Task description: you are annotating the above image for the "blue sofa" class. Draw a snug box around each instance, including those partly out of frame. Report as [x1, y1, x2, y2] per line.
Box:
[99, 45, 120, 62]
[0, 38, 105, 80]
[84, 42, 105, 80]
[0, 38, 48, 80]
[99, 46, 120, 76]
+---+
TASK INSTRUCTIONS:
Write the entries above out again. Match them exactly.

OUTPUT OF THE TASK:
Task description: you are annotating the above image for the "blue sofa" class. Draw a snug box around each instance, including those partly out of frame. Report as [x1, y1, x2, y2] per line.
Box:
[99, 45, 120, 62]
[0, 38, 105, 80]
[84, 42, 105, 80]
[0, 38, 48, 80]
[99, 46, 120, 76]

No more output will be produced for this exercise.